> Quoted passage
▬▬▬▬▬▬

The sufficient conditions for a parallelogram are that if a quadrilateral has opposite sides congruent, or if it has opposite angles congruent, or if its diagonals bisect each other, or if it has one pair of sides both congruent and parallel, then the figure is a parallelogram.
Notice that we used Dr. Wu's trick for proving the parallelogram consequences -- that is, that a parallelogram has congruent opposite sides and angles, and so on. The trick is that we used the rotational symmetry of a parallelogram, instead of using SSS, SAS, and ASA, which are ultimately based on isometries anyway. But for the parallelogram tests, it is much better just to use SSS, SAS, or ASA rather than attempt to use rotations.
Think about it. Suppose we are given a quadrilateral with opposite sides congruent. Attempting to use rotations to prove that it's a parallelogram entails showing that a rotation of 180 degrees maps the parallelogram to itself, since we've already proved that 180 degree rotations map lines to parallels. If we tried this, then we'd have to show not only that some rotation maps one side to its opposite -- we know that some isometry does, but not necessarily a rotation -- but that the same rotation, with the same center and 180 degree magnitude -- maps the other pair to their opposites. And this is clearly a lot of work.

▬▬▬▬▬▬

> Directives
[a] Using the passage on parallelogram tests, list every condition it gives as sufficient for a quadrilateral to be a parallelogram.
[b] Return, unchanged, the portion of the passage on parallelogram tests that opens with the words containing "The sufficient conditions" and closes with "to use rotations.".
[c] Continue the passage on parallelogram tests from the point where it stops.

▬▬▬▬▬▬

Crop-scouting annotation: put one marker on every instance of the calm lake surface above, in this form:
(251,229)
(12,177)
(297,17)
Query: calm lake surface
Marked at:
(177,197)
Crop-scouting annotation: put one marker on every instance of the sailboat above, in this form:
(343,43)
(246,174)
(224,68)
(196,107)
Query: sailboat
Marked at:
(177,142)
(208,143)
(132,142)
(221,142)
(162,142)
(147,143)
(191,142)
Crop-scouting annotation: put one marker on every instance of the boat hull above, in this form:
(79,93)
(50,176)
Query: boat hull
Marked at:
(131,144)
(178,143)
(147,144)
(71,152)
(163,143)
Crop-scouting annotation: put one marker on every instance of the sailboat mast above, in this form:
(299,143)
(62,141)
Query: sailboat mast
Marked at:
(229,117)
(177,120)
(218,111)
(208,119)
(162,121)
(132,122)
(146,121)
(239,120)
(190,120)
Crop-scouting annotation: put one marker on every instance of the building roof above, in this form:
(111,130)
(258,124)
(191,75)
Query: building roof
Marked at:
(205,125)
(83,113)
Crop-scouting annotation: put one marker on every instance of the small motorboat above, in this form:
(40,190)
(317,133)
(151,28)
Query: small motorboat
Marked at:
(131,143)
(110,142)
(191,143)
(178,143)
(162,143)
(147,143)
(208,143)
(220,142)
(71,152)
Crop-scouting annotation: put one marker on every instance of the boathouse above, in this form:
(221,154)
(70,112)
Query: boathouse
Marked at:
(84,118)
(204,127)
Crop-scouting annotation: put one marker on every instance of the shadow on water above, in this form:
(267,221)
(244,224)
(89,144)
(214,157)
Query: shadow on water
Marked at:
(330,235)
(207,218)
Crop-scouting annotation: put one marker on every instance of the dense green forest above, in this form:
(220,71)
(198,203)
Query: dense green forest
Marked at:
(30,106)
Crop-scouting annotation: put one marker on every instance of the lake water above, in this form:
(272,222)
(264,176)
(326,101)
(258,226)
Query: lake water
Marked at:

▬▬▬▬▬▬

> Responses by task
[a]
- Opposite sides are congruent.
- Opposite angles are congruent.
- The diagonals bisect each other.
- One pair of sides is both congruent and parallel.

[b]
The sufficient conditions for a parallelogram are that if a quadrilateral has opposite sides congruent, or if it has opposite angles congruent, or if its diagonals bisect each other, or if it has one pair of sides both congruent and parallel, then the figure is a parallelogram.
Notice that we used Dr. Wu's trick for proving the parallelogram consequences -- that is, that a parallelogram has congruent opposite sides and angles, and so on. The trick is that we used the rotational symmetry of a parallelogram, instead of using SSS, SAS, and ASA, which are ultimately based on isometries anyway. But for the parallelogram tests, it is much better just to use SSS, SAS, or ASA rather than attempt to use rotations.

[c]
Instead, it's far easier just to use SSS. The two pairs of given sides already give us SS, and for the third S, we draw in a diagonal and note that it's congruent to itself. And so we use the traditional SSS proof to prove this theorem, not some weird Common Core rotation proof.
In general, if we are given that a figure is symmetrical -- because it's an isosceles triangle or a kite or any figure that has its own Symmetry Theorem -- then we just use that theorem. But if we're given things like congruent sides or angles, then these are probably the S or A parts of one of the traditional Congruence Theorems SSS, SAS, or ASA and so we should use those.
Therefore this section is an excellent demonstration of the power of the SSS, SAS, and ASA Congruence Theorems, even in a Common Core class where the focus is on transformations.
On the other hand, here is an example of a proof where rotational symmetry comes in handy:
-- Prove that if two perpendicular lines intersect at the center of a square, then they divide that square into four congruent regions.
Let's call the square ABCD. A few cases are easy to prove. Suppose the two perpendicular lines are the diagonals of the square AC and BD, which meet at the center O. These lines are perpendicular because the diagonals of any kite are perpendicular, and a square is a kite. These lines intersect at the center O because the diagonals of any rectangle are congruent and bisect each other, and a square is, of course, a rectangle. Then this is enough to prove that the four triangles AOB, BOC, COD, and DOA are congruent by SAS.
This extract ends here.